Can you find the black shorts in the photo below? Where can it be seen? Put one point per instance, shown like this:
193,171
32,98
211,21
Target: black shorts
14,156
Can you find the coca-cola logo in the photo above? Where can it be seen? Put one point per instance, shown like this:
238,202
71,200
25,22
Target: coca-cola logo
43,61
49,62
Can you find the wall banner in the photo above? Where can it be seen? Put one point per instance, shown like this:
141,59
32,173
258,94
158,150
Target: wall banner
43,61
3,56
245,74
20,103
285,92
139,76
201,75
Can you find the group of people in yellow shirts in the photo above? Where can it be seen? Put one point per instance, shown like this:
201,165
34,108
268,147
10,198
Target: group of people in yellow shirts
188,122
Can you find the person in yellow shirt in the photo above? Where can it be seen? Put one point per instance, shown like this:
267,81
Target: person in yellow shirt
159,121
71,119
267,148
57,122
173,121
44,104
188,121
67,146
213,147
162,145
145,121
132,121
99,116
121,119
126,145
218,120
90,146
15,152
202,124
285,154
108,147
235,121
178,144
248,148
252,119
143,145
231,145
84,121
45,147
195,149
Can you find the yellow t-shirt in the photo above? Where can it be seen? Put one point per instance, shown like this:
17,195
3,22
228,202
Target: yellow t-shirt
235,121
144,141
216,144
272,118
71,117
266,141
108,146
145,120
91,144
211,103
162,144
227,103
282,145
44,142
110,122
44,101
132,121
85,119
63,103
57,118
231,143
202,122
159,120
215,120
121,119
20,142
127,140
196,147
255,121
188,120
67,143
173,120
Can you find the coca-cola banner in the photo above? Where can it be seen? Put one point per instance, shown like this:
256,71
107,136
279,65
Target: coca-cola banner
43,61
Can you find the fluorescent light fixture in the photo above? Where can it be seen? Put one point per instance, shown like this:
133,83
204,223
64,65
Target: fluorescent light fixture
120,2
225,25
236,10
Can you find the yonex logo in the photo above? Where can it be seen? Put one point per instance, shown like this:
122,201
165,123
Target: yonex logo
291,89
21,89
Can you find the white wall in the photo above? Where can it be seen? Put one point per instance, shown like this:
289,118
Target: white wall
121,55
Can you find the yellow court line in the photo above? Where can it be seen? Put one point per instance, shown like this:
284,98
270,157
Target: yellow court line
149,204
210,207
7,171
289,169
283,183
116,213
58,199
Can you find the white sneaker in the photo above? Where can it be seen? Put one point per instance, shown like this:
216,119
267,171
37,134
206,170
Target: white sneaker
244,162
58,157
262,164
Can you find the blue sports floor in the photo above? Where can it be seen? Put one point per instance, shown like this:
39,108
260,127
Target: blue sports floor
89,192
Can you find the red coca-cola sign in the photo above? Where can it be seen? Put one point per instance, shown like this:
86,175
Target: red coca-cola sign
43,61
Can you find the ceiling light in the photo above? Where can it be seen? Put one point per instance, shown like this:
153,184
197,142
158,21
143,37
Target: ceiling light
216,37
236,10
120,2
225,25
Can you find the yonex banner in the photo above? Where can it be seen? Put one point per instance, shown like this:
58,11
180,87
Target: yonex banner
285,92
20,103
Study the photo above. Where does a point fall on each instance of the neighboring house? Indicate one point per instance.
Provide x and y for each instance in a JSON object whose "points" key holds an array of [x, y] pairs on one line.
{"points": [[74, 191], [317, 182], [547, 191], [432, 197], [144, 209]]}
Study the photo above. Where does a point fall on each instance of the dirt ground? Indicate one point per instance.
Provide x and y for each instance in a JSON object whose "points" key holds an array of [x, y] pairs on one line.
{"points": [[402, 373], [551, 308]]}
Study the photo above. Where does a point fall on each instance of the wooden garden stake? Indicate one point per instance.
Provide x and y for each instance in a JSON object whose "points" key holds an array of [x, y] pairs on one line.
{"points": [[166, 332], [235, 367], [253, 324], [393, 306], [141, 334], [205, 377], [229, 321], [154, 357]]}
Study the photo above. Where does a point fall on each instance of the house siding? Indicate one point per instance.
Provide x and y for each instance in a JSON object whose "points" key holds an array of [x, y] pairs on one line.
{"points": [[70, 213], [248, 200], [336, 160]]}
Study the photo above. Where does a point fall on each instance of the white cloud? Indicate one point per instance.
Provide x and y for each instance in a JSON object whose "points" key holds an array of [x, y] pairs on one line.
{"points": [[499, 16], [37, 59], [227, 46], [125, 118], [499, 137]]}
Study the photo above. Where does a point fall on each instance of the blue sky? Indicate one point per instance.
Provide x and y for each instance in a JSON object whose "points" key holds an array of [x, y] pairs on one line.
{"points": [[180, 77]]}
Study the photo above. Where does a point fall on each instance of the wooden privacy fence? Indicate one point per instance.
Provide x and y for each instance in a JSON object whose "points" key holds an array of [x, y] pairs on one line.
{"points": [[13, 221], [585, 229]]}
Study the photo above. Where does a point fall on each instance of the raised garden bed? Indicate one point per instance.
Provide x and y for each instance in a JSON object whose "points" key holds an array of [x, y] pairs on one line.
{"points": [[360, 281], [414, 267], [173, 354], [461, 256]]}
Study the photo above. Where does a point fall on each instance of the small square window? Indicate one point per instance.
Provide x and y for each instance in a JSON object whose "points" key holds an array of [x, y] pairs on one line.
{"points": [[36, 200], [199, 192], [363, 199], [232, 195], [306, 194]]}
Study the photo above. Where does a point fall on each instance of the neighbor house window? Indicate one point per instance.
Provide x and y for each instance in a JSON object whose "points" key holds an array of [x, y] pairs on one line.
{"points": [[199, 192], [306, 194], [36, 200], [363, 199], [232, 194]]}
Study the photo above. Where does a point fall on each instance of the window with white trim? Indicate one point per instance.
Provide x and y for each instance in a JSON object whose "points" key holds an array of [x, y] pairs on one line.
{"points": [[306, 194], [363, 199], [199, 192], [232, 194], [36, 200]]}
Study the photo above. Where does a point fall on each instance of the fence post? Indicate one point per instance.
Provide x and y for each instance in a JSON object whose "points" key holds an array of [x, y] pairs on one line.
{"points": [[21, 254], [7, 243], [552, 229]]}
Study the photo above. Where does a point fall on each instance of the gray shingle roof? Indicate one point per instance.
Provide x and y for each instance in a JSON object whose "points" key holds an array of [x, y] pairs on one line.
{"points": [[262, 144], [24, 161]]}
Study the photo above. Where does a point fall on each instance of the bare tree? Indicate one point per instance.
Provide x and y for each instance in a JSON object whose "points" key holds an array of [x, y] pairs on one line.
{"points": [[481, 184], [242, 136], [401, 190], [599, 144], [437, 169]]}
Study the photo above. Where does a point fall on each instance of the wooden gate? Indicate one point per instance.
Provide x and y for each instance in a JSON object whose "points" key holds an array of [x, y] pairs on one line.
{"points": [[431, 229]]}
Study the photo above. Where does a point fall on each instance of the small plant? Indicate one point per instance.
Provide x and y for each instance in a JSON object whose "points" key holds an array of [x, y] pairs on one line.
☆ ☆ ☆ ☆ ☆ ☆ ☆
Given request »
Set down all of the entries exactly, please.

Solution to this exercise »
Can you find the black shorts in the photo below? Where can it be seen? Put one point per instance, shown like this:
193,171
32,98
211,21
Target: black shorts
14,156
Can you find the coca-cola logo in the photo above? Where can it be seen? Put one point per instance, shown like this:
238,202
71,200
25,22
Target: coca-cola logo
43,61
49,62
Can you find the wall banner in the photo above? Where can it be seen? Put one point per instance, shown like this:
141,59
32,173
258,94
158,150
Target: wall banner
43,61
3,56
245,74
20,103
285,92
139,76
201,75
Can you find the group of people in yellow shirts in the photo above? Where can it be seen? Put one point per instance, shown like this:
201,165
34,108
268,147
10,198
Target: group of people in yellow shirts
188,122
Can you find the person in yellow shirt in the photo above? Where can it be seen? Put one point per instance, shown like this:
267,81
Target: person in yellow shirt
159,121
71,119
267,148
57,122
173,121
44,104
188,121
67,146
213,147
162,145
145,121
132,121
99,116
121,119
126,145
218,120
90,146
15,152
202,124
285,154
108,147
235,121
178,144
248,148
252,119
143,145
231,145
84,121
45,147
195,149
Can you find the yellow t-shirt in the photo above? Where can it be seen? Put one point per instance, shown like this:
17,195
3,22
228,202
Target: yellow t-shirt
235,121
144,141
216,144
272,118
71,117
266,141
108,146
145,120
91,144
211,103
162,144
227,103
282,145
44,142
110,122
44,101
132,121
85,119
63,103
57,118
231,143
202,122
159,120
215,120
121,119
20,142
127,140
196,147
255,121
188,120
67,143
173,120
Can you find the coca-cola banner in the photo above? Where can it be seen? Put one point per instance, shown like this:
256,71
107,136
279,65
Target: coca-cola banner
43,61
Can you find the fluorescent light fixture in the photo above? Where can it be seen? Put one point per instance, shown like this:
133,83
204,223
64,65
Target: fluorescent light fixture
120,2
225,25
236,10
Can you find the yonex logo in the photo above? Where can it be seen? Put one point per instance, shown like this:
122,201
165,123
Target: yonex logo
291,89
21,89
Can you find the white wall in the photo above? Where can it be seen? Put one point per instance, shown like this:
289,118
Target: white wall
121,55
Can you find the yellow court line in the photo above? Where can it be seen? Put one point per instance, shown like this:
284,98
270,157
Target: yellow court line
149,204
210,207
7,171
289,169
283,183
116,213
58,199
Can you find the white sneaker in the photo above? Where can it be seen? Put one point per instance, shown like this:
216,119
267,171
37,134
206,170
Target: white sneaker
244,162
58,157
262,164
Can you find the blue sports floor in the photo above? Where can it be seen? Put one point per instance, shown like this:
39,108
260,127
Target: blue sports floor
89,192
Can you find the red coca-cola sign in the photo above? Where can it be seen? Put one point per instance, shown like this:
86,175
Target: red coca-cola sign
43,61
Can you find the ceiling light in the photo above? Where can it be seen? Put one point per instance, shown like this:
153,184
197,142
158,21
143,37
Target: ceiling light
216,37
236,10
120,2
225,25
Can you find the yonex banner in the photo above? Where can it be seen? Put one point per instance, shown like this:
58,11
180,87
Target: yonex banner
285,92
20,103
Study the photo above. Where does a point fall on each instance of the neighboring house? Indicate one point per instance.
Provide x and y for each instance in a JSON object whose "points" key holds an array of [x, y] pairs on one line.
{"points": [[74, 191], [317, 182], [547, 191], [432, 197], [144, 209]]}
Study the photo above. Where does a point fall on each instance of the dirt ground? Indicate one point per instance.
Provide x and y for each instance in a JSON object whose "points" key holds an array of [x, y] pairs on one line.
{"points": [[402, 373], [551, 308]]}
Study the photo above. Where does a point fall on each instance of the wooden garden stake? Indicate one point per instance.
Provide x and y for each instance in a JSON object whose "points" key holds an array of [x, y] pairs on one line.
{"points": [[166, 332], [235, 367], [253, 324], [393, 306], [141, 334], [205, 377], [229, 321], [154, 357]]}
Study the photo above. Where does a point fall on each instance of the house siding? Indicate one point per instance.
Provide x and y for each instance in a JSON object whose "points" key holds an array of [x, y] pairs on one line.
{"points": [[70, 213], [248, 200], [336, 160]]}
Study the photo above. Where does a point fall on each instance of the white cloud? Indicate one point per instance.
Provide x and y for each instance in a JSON object whose "points" key holds an array of [x, y] pairs on one line.
{"points": [[499, 16], [37, 59], [227, 46], [125, 118], [499, 137]]}
Study the photo above. Where does a point fall on each instance of the blue sky? Indicate one point per instance.
Provide x and y for each instance in a JSON object whose "points" key holds an array of [x, y] pairs on one line.
{"points": [[180, 77]]}
Study the photo above. Where does a point fall on each instance of the wooden privacy fence? Indicate one point per instance.
Provide x and y for each instance in a JSON object whose "points" key holds an array of [x, y] pairs on one line.
{"points": [[13, 221], [585, 229]]}
Study the photo above. Where does a point fall on each instance of the raised garden bed? Indicate one point per instance.
Provide x and y for each instance in a JSON object whose "points" key holds an array of [x, y] pairs on one line.
{"points": [[360, 281], [414, 267], [173, 354], [461, 256]]}
Study the photo above. Where does a point fall on each instance of the small square window? Indicate one point per instance.
Provide x and y for each instance in a JSON object whose "points" key holds an array of [x, y] pairs on one line.
{"points": [[36, 200], [199, 192], [363, 199], [232, 195], [306, 194]]}
Study the photo above. Where does a point fall on each instance of the neighbor house window? Indicate one point per instance.
Provide x and y for each instance in a JSON object whose "points" key holds an array of [x, y] pairs on one line.
{"points": [[199, 192], [306, 194], [36, 200], [363, 199], [232, 194]]}
Study the photo above. Where does a point fall on each instance of the window with white trim? Indicate one point per instance.
Provide x and y for each instance in a JSON object whose "points" key holds an array of [x, y] pairs on one line.
{"points": [[306, 194], [363, 199], [199, 192], [232, 194], [36, 200]]}
Study the photo above. Where does a point fall on each instance of the fence post? Indicate one point per instance.
Provide x and y for each instance in a JSON object whose "points" key holds an array of [x, y] pairs on one line.
{"points": [[21, 254], [7, 243], [552, 229]]}
Study the photo above. Where does a point fall on each instance of the gray shingle roof? Indicate one point per instance.
Provide x and y for each instance in a JSON object whose "points" key holds an array of [x, y] pairs on one line.
{"points": [[262, 144], [24, 161]]}
Study the photo above. Where does a point fall on each instance of the bare tree? Indicate one point per instance.
Provide x and y for each instance in a JSON object whose "points" key holds an array of [x, y] pairs on one line.
{"points": [[481, 184], [242, 136], [401, 190], [599, 144], [437, 169]]}
Study the photo above. Where does a point fall on each instance of the wooden gate? Indicate one point per instance.
Provide x and y for each instance in a JSON object whose "points" key holds an array of [x, y] pairs on one line.
{"points": [[431, 229]]}
Study the photo above. Where does a point fall on each instance of the small plant? Indicate one point per instance.
Provide x and y for each instance in a JSON object whose "points" key holds an array of [x, y] pairs on one line.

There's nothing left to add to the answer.